Copy out the lines from the one containing "Target: yellow reflective vest" to the one containing "119 84 L 127", both ends included and the requests kept. Multiply each path coordinate in the answers by 2.05 and round to the nearest whole number, rounding halves up.

— START PROVIDED DATA —

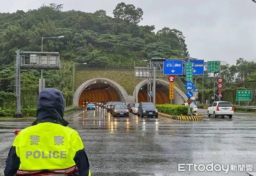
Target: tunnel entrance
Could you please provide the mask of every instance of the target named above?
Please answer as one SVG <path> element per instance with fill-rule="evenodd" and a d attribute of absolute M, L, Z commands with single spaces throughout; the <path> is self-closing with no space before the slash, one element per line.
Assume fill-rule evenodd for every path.
<path fill-rule="evenodd" d="M 102 83 L 93 84 L 85 88 L 79 99 L 79 106 L 85 102 L 122 101 L 122 95 L 111 85 Z"/>
<path fill-rule="evenodd" d="M 143 86 L 138 93 L 138 102 L 147 102 L 149 97 L 148 94 L 148 85 L 145 84 Z M 152 99 L 151 102 L 153 102 Z M 160 105 L 169 103 L 169 88 L 160 84 L 156 85 L 156 104 Z"/>
<path fill-rule="evenodd" d="M 119 84 L 103 78 L 93 78 L 84 82 L 74 94 L 73 104 L 83 107 L 83 102 L 121 101 L 125 102 L 128 97 L 126 91 Z"/>
<path fill-rule="evenodd" d="M 137 102 L 147 102 L 148 94 L 147 79 L 144 80 L 137 85 L 136 92 L 134 91 L 134 96 L 138 100 Z M 151 85 L 151 86 L 153 85 Z M 157 79 L 156 80 L 156 104 L 170 103 L 171 100 L 169 99 L 169 82 L 163 80 Z M 152 89 L 151 89 L 151 90 Z M 187 99 L 185 94 L 180 89 L 174 86 L 174 99 L 172 103 L 175 105 L 181 105 Z M 153 97 L 151 97 L 153 102 Z"/>

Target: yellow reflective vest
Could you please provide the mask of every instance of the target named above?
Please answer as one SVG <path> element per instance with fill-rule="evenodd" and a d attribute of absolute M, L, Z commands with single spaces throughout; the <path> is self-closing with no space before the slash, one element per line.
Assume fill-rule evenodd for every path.
<path fill-rule="evenodd" d="M 77 170 L 73 160 L 76 153 L 84 148 L 75 130 L 51 122 L 21 130 L 13 145 L 20 160 L 17 175 L 36 174 L 44 170 L 61 175 L 72 173 Z"/>

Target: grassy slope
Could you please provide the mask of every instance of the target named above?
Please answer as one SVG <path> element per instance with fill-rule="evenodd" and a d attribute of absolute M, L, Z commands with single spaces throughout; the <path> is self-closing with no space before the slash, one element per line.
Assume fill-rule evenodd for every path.
<path fill-rule="evenodd" d="M 119 84 L 127 92 L 129 95 L 132 95 L 134 90 L 134 71 L 83 71 L 76 72 L 75 78 L 74 90 L 76 91 L 82 83 L 88 80 L 95 78 L 109 79 Z M 162 79 L 167 81 L 167 79 Z M 143 79 L 136 79 L 136 85 Z M 177 82 L 175 85 L 181 88 Z M 183 89 L 181 89 L 183 90 Z"/>

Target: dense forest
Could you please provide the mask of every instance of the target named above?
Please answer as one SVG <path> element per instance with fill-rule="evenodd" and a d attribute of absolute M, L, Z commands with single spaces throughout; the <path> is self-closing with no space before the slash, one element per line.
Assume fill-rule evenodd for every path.
<path fill-rule="evenodd" d="M 64 36 L 44 40 L 44 51 L 61 53 L 62 68 L 44 71 L 44 77 L 46 87 L 63 92 L 67 105 L 72 103 L 73 62 L 132 65 L 134 60 L 184 58 L 187 54 L 181 31 L 169 27 L 155 31 L 154 26 L 140 25 L 143 9 L 132 4 L 117 4 L 113 8 L 113 17 L 107 15 L 104 10 L 94 13 L 64 11 L 63 7 L 50 4 L 26 12 L 0 13 L 0 107 L 14 105 L 11 100 L 15 86 L 15 51 L 41 51 L 42 37 Z M 256 84 L 248 81 L 256 79 L 255 62 L 240 58 L 236 65 L 222 67 L 225 88 L 252 88 Z M 40 77 L 40 71 L 21 71 L 23 107 L 35 107 Z M 205 81 L 204 88 L 212 88 L 212 82 Z M 200 86 L 201 80 L 198 82 Z"/>
<path fill-rule="evenodd" d="M 0 97 L 12 97 L 5 93 L 13 92 L 15 51 L 41 51 L 42 37 L 64 36 L 44 40 L 44 51 L 61 53 L 62 68 L 44 71 L 44 77 L 46 87 L 61 90 L 68 105 L 72 102 L 73 62 L 132 65 L 143 58 L 184 58 L 186 54 L 181 31 L 166 27 L 155 32 L 154 26 L 139 25 L 143 11 L 131 4 L 118 4 L 114 17 L 104 10 L 86 13 L 63 11 L 62 8 L 63 5 L 50 4 L 27 12 L 0 14 Z M 35 105 L 39 71 L 21 71 L 23 106 Z"/>

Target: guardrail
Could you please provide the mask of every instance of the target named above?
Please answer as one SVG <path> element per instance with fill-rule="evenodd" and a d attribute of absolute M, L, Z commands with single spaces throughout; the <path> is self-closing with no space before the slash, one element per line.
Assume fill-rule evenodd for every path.
<path fill-rule="evenodd" d="M 65 108 L 65 109 L 64 110 L 64 112 L 65 113 L 70 111 L 73 111 L 74 109 L 77 109 L 77 108 L 76 107 L 70 107 L 70 108 Z"/>
<path fill-rule="evenodd" d="M 256 109 L 256 106 L 234 106 L 235 108 L 240 108 L 240 109 Z"/>

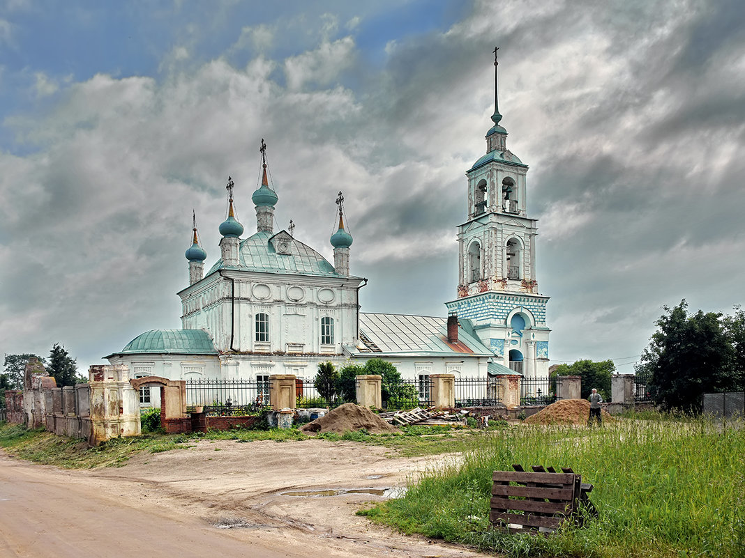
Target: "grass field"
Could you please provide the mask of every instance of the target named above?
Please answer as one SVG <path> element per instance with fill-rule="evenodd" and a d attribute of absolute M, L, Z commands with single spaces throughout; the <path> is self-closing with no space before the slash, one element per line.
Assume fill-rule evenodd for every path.
<path fill-rule="evenodd" d="M 492 472 L 571 467 L 600 517 L 550 536 L 489 529 Z M 745 556 L 745 429 L 627 419 L 612 428 L 510 429 L 473 444 L 402 498 L 361 512 L 407 533 L 511 557 Z"/>
<path fill-rule="evenodd" d="M 498 426 L 483 432 L 410 426 L 396 434 L 325 434 L 382 446 L 392 455 L 463 452 L 399 499 L 361 512 L 407 533 L 510 557 L 745 558 L 745 428 L 690 418 L 627 417 L 603 429 Z M 297 429 L 207 434 L 147 434 L 88 449 L 80 440 L 0 425 L 0 447 L 67 468 L 117 466 L 131 455 L 188 448 L 198 438 L 302 443 Z M 549 536 L 509 535 L 488 524 L 491 476 L 513 464 L 571 467 L 595 489 L 600 517 Z"/>

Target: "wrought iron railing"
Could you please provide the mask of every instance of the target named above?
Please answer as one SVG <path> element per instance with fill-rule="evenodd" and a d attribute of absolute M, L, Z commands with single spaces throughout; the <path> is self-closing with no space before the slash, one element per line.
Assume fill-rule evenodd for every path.
<path fill-rule="evenodd" d="M 502 403 L 502 385 L 489 378 L 456 377 L 456 407 L 491 407 Z"/>
<path fill-rule="evenodd" d="M 520 405 L 551 405 L 556 400 L 556 385 L 551 385 L 548 376 L 523 378 L 520 382 Z"/>

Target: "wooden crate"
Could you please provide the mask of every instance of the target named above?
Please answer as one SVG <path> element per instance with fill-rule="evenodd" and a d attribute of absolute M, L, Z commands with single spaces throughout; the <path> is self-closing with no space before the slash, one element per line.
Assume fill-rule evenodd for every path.
<path fill-rule="evenodd" d="M 563 522 L 574 521 L 582 476 L 539 469 L 538 472 L 494 472 L 489 518 L 492 525 L 512 532 L 545 532 L 555 530 Z"/>

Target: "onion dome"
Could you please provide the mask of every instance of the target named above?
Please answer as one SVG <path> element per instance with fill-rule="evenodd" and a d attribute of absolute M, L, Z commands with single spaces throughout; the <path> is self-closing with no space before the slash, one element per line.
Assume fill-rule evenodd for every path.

— END PROVIDED DATA —

## REPLY
Target: yellow reflective vest
Could you please provide the mask of every instance of the target named above?
Please answer as one SVG <path> element per instance with fill-rule="evenodd" and a d attribute of absolute M, L, Z commands with single spaces throughout; the <path> is self-closing with no space before the slash, one element per line.
Assume fill-rule evenodd for every path.
<path fill-rule="evenodd" d="M 158 349 L 150 328 L 156 314 L 172 303 L 154 267 L 105 250 L 43 267 L 27 297 L 41 328 L 35 359 L 74 357 L 90 349 L 125 359 L 148 355 Z"/>

Target: grassy slope
Could you please provide the mask of every instance of the target named above?
Please answer as one SVG <path> element per instance with fill-rule="evenodd" and a d attribute of absolute M, L, Z commands with single spaces throughout; the <path> is self-closing with no space before the slash, one element per line.
Assume fill-rule evenodd for every path.
<path fill-rule="evenodd" d="M 244 172 L 260 189 L 264 195 L 271 195 L 275 185 L 275 146 L 170 146 L 156 148 L 154 160 L 152 185 L 156 187 L 168 170 L 180 164 L 195 160 L 223 162 Z M 332 162 L 342 166 L 342 162 Z M 293 162 L 279 162 L 279 174 Z M 363 168 L 359 174 L 371 180 Z M 375 182 L 371 182 L 375 185 Z"/>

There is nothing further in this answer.